Request => Rewrite the rows below, switching "Target" to "Object" throughout and keeping everything else unchanged. Leave the pictures out of your version.

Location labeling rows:
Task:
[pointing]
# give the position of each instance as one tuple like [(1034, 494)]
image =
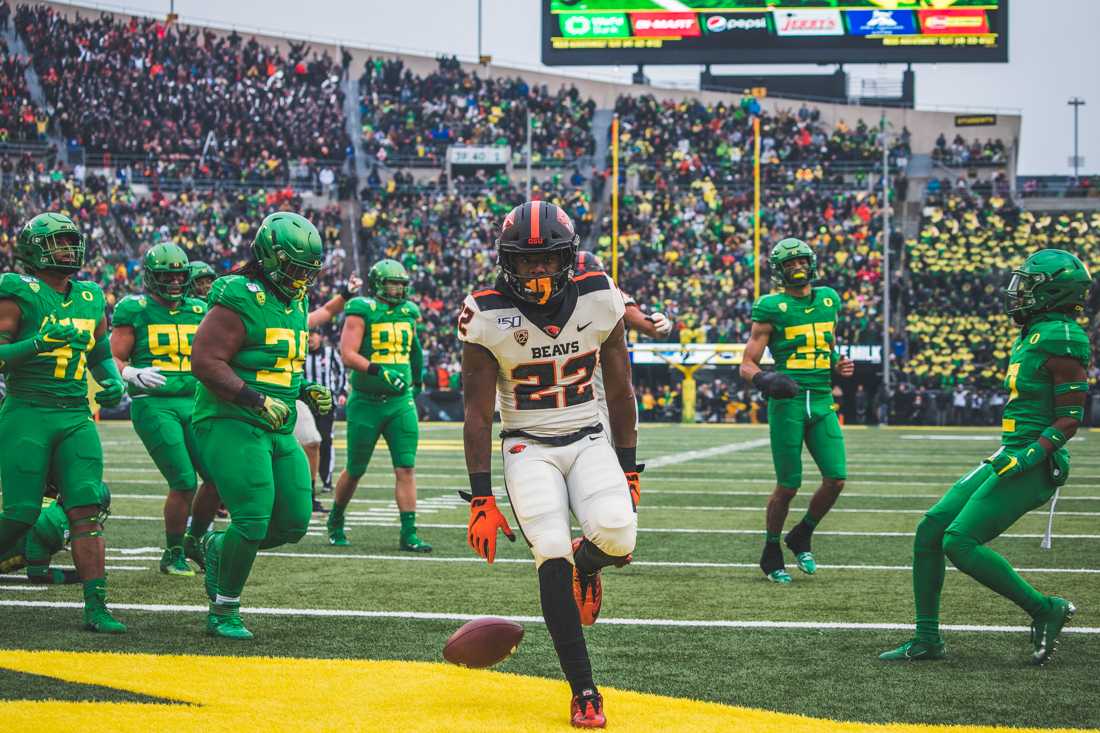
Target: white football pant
[(546, 482)]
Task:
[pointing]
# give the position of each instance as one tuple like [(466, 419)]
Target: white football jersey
[(545, 383)]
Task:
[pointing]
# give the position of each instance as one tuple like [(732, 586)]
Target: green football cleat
[(806, 562), (211, 550), (1046, 628), (193, 550), (99, 620), (337, 536), (414, 544), (781, 577), (226, 621), (914, 649), (173, 562)]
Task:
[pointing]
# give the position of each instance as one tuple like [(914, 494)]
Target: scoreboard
[(613, 32)]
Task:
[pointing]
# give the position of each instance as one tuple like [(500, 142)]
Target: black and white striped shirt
[(325, 367)]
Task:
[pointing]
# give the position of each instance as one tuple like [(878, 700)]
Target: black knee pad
[(590, 558), (554, 571)]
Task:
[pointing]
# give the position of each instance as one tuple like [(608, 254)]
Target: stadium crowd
[(201, 105), (961, 152), (685, 217), (670, 141), (958, 264), (21, 120), (411, 119)]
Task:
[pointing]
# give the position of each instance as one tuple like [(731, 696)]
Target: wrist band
[(628, 458), (481, 484)]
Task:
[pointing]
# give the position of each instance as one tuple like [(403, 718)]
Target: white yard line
[(671, 459), (424, 615), (378, 513), (653, 564)]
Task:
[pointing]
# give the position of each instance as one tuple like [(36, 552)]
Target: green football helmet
[(792, 249), (289, 251), (200, 280), (388, 281), (51, 241), (1049, 280), (165, 272)]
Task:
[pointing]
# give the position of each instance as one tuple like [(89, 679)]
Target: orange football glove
[(485, 518), (634, 482)]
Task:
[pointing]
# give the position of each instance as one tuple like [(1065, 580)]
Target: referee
[(323, 367)]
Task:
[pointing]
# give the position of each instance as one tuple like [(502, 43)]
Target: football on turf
[(483, 642)]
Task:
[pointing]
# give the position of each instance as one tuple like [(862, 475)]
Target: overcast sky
[(1053, 55)]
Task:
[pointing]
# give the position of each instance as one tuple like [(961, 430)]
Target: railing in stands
[(175, 173)]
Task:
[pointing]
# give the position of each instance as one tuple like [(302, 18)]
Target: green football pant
[(41, 441), (45, 539), (976, 510), (164, 426), (394, 418), (810, 418), (263, 479)]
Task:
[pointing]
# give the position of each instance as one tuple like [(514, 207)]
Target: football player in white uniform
[(538, 338), (656, 325)]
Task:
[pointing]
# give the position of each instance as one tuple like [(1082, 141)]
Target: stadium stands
[(138, 89), (690, 254), (685, 214), (410, 119), (683, 141), (957, 266), (21, 120), (975, 153)]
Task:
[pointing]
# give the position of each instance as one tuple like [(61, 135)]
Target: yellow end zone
[(265, 693)]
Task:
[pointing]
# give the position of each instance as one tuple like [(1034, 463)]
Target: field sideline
[(692, 617)]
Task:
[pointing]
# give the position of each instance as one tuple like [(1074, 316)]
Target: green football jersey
[(389, 340), (1030, 408), (802, 339), (163, 338), (62, 373), (276, 340)]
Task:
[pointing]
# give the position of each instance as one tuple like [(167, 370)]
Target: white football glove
[(661, 323), (146, 378)]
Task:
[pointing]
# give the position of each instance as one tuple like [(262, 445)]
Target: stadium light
[(1076, 102)]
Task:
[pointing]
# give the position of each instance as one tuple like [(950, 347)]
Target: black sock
[(563, 622), (589, 558), (771, 559)]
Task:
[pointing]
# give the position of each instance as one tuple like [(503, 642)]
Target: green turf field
[(691, 617)]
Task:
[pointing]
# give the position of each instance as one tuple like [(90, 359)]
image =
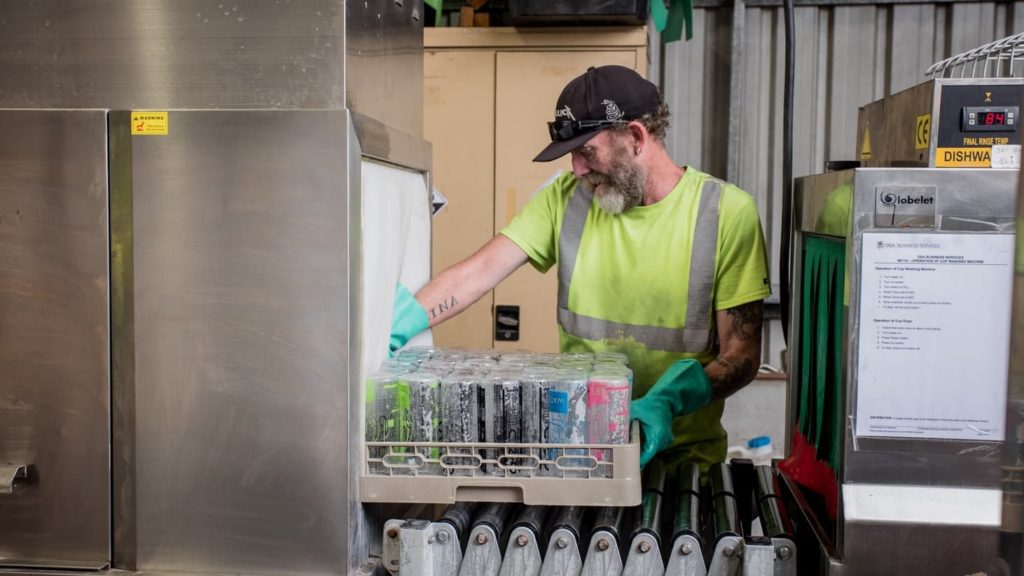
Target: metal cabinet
[(54, 407)]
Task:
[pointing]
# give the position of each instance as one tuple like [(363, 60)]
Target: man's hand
[(682, 388), (408, 320)]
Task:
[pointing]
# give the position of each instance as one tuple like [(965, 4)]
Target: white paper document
[(934, 335)]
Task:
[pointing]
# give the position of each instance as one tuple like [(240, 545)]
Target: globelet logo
[(892, 200)]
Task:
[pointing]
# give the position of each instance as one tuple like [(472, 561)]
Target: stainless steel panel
[(54, 340), (172, 53), (241, 297), (875, 548), (213, 54), (384, 58)]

Exercise answer =>
Task:
[pointing]
# give the position of each instance as one tuple like [(1034, 494)]
image =
Object: white football pant
[(546, 482)]
Task:
[pointing]
# give the position of each instance as one tuple like [(466, 419)]
Object: white football jersey
[(545, 383)]
Task:
[pointing]
# give the position of each instance as one tuple like [(732, 586)]
Object: green football cleat
[(806, 562), (211, 550), (1046, 628), (193, 550), (99, 620), (337, 536), (414, 544), (781, 577), (226, 621), (914, 649), (173, 562)]
Task:
[pointing]
# give the position of each instance as one tuple like [(914, 494)]
Object: scoreboard
[(613, 32)]
Task:
[pointing]
# give the position of each instance as one tuple like [(500, 142)]
Object: black and white striped shirt
[(325, 367)]
Task:
[pointing]
# give the position of each instance as one tuple like [(878, 700)]
Object: black knee pad
[(590, 558), (554, 571)]
Task:
[pointing]
# give the position of each instance as one tuple like [(608, 254)]
Object: stadium crowd
[(201, 105), (961, 152), (685, 217), (670, 141), (958, 264), (21, 120), (411, 119)]
Task:
[pointing]
# give the position of each instance as one tuple like [(731, 696)]
Object: wrist band
[(628, 458), (481, 484)]
Task:
[pointing]
# give the position of each instance as one tuple like [(403, 718)]
Object: white yard line
[(671, 459), (424, 615), (378, 513), (653, 564)]
Task:
[pointing]
# give the position of each instance as one tuple like [(36, 552)]
Object: green football helmet
[(792, 249), (289, 251), (200, 280), (388, 281), (51, 241), (1049, 280), (165, 272)]
Task:
[pointing]
# give the position of each instance as one tuple like [(89, 679)]
Object: orange football glove
[(485, 518), (634, 482)]
Task:
[pointing]
# give the position of each instance as one tuple like [(1065, 580)]
Object: referee
[(323, 367)]
Task:
[pointing]
# give the position of each instance as one tuple like [(502, 43)]
Object: football on turf
[(483, 642)]
Task:
[pointing]
# give the position of each instance as one tuple like [(862, 475)]
Object: overcast sky
[(1053, 55)]
Task:
[pointing]
# give the position of each instance as one tuple like [(961, 430)]
Object: railing in stands
[(175, 173)]
Task:
[pointing]
# give the position of each instance as one tuple like [(302, 18)]
Object: green football pant
[(41, 441), (45, 539), (976, 510), (164, 426), (394, 418), (810, 418), (263, 479)]
Task:
[pointing]
# give the position of each instance as one tuple like [(514, 207)]
Object: football player in white uniform
[(538, 338), (656, 325)]
Task:
[pointing]
# give the position of each instance as one tuple like [(1082, 141)]
Object: stadium stands
[(138, 89), (690, 254), (685, 214), (410, 119), (683, 141), (957, 266), (21, 120), (975, 153)]
Task:
[pointing]
# give the position of each instance as one tuple like [(61, 135)]
Object: yellow end zone
[(265, 693)]
Task:
[pointing]
# give the position of each instance as one tuple like [(1034, 463)]
Object: field sideline
[(692, 617)]
Task:
[pointing]
# give the position of each instance as one tuple like [(1074, 316)]
Object: green football jersey
[(389, 340), (1030, 408), (802, 339), (163, 338), (62, 373), (276, 340)]
Task:
[pointing]
# give the position of each instance as one tuple like [(167, 370)]
Object: white football glove
[(661, 323), (146, 378)]
Task:
[pointing]
# give the position of each instance as one tuple like [(262, 445)]
Object: stadium light
[(1076, 102)]
Task:
[pointing]
# give the position of each instance as one tuple like [(950, 347)]
Object: black sock
[(563, 622), (589, 558), (771, 559)]
Task:
[pointing]
# give the position of each instance as one tuple like [(503, 642)]
Object: green turf field
[(691, 617)]
Task:
[pointing]
# give the position of each instance as one tuple like [(90, 359)]
image =
Object: metal cabinet
[(54, 407)]
Task:
[pointing]
# give the position of each instance as one tuple like [(363, 60)]
Object: man's hand
[(682, 388), (408, 320)]
Task:
[pointing]
# give the position of each instance as one tuple like [(965, 4)]
Object: white paper document
[(934, 335)]
Task:
[pointing]
# give the position of each instance as one tuple like [(240, 545)]
Object: globelet logo
[(892, 200)]
Task:
[pointing]
# give the position of each instance as one tuple like [(472, 561)]
Object: stainless steel panel
[(54, 340), (172, 53), (241, 297), (875, 548), (213, 54), (384, 58)]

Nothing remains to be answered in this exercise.